===== RECORDS TO USE =====

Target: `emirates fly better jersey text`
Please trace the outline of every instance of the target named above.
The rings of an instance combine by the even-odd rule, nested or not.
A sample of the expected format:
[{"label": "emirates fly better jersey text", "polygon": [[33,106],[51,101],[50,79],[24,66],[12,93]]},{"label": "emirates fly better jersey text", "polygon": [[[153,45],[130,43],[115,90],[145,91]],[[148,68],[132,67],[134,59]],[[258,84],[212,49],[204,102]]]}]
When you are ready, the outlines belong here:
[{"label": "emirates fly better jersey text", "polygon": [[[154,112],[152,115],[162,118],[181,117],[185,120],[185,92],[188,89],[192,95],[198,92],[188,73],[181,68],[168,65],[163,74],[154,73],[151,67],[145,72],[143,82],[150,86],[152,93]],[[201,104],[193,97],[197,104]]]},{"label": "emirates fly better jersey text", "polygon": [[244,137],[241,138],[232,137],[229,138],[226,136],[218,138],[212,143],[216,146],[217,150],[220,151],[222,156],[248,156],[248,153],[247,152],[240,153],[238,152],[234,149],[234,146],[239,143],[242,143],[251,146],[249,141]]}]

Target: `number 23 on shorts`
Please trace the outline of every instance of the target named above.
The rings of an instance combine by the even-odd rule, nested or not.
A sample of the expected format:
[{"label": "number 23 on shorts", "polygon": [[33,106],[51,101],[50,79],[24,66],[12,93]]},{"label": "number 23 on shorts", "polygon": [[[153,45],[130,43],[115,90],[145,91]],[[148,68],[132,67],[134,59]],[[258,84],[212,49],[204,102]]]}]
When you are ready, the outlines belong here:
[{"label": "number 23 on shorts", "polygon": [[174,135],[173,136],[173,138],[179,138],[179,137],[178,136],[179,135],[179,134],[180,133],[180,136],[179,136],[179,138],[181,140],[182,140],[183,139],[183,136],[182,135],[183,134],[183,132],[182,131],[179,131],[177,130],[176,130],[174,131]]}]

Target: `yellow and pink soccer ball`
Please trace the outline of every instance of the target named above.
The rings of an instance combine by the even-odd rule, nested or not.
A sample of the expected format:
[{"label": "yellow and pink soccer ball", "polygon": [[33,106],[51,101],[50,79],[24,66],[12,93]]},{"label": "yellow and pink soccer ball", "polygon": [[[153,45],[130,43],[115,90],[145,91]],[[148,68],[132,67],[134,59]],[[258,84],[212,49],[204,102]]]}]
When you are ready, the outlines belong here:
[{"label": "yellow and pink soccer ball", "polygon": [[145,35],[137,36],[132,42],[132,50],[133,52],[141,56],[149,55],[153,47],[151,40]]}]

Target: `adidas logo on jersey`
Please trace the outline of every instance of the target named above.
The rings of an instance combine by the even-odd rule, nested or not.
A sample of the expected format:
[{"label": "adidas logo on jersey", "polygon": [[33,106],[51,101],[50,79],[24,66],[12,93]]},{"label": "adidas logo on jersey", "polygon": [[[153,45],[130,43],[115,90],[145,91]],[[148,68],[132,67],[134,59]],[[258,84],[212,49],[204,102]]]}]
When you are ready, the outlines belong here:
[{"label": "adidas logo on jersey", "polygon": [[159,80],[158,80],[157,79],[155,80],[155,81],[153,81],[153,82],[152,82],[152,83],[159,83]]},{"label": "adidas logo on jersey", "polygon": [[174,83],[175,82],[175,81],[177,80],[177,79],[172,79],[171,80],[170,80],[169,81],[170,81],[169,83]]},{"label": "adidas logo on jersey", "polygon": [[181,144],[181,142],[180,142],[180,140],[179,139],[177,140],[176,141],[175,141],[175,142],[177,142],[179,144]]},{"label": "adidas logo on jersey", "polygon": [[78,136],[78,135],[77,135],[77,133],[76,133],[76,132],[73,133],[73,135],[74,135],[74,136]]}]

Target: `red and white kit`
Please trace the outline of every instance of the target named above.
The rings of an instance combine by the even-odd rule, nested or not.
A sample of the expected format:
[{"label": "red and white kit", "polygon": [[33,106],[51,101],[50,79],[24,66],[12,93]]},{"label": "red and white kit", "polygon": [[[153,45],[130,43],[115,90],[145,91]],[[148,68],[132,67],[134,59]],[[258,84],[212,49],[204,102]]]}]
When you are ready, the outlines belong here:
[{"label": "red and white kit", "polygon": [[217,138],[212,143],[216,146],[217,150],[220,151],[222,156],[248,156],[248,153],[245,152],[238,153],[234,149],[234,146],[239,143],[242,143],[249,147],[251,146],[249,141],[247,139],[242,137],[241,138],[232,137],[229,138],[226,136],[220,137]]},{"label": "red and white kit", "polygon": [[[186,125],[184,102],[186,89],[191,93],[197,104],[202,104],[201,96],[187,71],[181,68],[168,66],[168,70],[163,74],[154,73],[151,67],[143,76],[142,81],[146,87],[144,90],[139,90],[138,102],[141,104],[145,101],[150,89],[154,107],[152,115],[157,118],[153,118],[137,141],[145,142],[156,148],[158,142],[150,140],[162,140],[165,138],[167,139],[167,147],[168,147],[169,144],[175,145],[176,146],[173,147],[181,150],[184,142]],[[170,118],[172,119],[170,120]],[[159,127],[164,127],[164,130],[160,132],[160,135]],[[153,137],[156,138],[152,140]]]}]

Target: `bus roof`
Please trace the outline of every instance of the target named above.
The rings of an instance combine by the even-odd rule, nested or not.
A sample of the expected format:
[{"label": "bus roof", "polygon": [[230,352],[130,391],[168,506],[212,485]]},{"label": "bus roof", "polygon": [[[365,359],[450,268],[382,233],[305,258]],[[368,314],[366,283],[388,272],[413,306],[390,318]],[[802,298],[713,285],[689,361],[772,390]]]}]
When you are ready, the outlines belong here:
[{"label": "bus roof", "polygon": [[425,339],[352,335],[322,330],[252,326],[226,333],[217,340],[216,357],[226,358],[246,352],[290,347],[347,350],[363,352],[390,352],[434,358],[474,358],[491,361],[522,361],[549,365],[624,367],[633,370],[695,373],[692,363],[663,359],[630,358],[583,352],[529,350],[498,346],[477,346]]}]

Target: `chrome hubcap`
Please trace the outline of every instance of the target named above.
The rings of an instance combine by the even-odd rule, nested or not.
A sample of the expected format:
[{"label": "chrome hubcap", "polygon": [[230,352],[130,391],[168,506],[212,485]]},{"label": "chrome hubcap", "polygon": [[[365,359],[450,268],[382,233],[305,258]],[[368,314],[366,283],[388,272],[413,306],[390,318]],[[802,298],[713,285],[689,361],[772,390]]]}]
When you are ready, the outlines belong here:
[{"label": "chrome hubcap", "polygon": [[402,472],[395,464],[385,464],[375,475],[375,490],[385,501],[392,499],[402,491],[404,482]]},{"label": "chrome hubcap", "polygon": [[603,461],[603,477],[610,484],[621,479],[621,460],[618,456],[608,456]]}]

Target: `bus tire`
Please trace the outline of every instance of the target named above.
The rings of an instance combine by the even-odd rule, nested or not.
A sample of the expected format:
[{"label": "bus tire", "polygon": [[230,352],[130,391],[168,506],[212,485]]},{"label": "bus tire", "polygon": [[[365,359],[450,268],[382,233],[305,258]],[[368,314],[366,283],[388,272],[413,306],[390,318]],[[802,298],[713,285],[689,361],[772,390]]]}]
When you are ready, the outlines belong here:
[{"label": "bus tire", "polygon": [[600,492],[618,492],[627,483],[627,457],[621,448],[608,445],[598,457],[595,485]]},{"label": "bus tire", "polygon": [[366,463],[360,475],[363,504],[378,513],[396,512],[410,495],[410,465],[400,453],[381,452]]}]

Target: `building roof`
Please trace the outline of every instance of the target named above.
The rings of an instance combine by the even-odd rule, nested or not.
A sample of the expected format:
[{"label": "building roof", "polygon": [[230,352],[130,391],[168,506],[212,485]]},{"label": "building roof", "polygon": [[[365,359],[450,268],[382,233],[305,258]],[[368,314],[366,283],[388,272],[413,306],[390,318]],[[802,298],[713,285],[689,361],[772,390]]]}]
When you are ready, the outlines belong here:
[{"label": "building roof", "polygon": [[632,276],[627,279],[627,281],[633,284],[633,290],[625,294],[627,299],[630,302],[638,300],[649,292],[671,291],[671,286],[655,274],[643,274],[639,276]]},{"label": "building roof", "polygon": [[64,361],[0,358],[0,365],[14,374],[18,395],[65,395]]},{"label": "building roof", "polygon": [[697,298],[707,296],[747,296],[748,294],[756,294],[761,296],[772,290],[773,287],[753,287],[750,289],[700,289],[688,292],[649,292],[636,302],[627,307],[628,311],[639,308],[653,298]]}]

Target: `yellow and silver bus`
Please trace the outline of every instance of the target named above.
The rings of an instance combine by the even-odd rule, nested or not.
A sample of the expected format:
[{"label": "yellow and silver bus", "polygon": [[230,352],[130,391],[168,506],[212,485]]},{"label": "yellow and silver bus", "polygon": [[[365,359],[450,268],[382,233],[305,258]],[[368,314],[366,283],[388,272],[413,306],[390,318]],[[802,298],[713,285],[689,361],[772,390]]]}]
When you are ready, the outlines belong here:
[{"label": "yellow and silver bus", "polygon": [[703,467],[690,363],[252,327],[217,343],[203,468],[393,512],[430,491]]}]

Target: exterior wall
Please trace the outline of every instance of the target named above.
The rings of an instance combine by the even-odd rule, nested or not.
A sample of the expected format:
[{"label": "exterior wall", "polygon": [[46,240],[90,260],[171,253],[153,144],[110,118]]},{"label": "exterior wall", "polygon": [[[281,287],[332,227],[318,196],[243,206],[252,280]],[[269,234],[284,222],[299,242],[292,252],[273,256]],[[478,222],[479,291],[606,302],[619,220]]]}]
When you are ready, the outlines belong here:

=====

- [WHAT TO PRODUCE]: Find "Target: exterior wall" in the data above, then repeat that line and all lines after it exactly, ending with the final line.

- [SOLUTION FOR THIS PROBLEM]:
Target: exterior wall
Please trace the outline of every instance of the target named above.
The rings of an instance combine by the even-odd rule, nested or not.
A sample of the expected format:
[{"label": "exterior wall", "polygon": [[46,240],[90,260],[171,253],[153,144],[110,118]]},{"label": "exterior wall", "polygon": [[[281,287],[332,227],[318,196],[243,206],[252,280]],[[269,234],[284,222],[299,242],[292,252],[273,256]],[[478,222],[479,291],[606,302],[619,220]]]}]
When you are ready, the outlines belong here:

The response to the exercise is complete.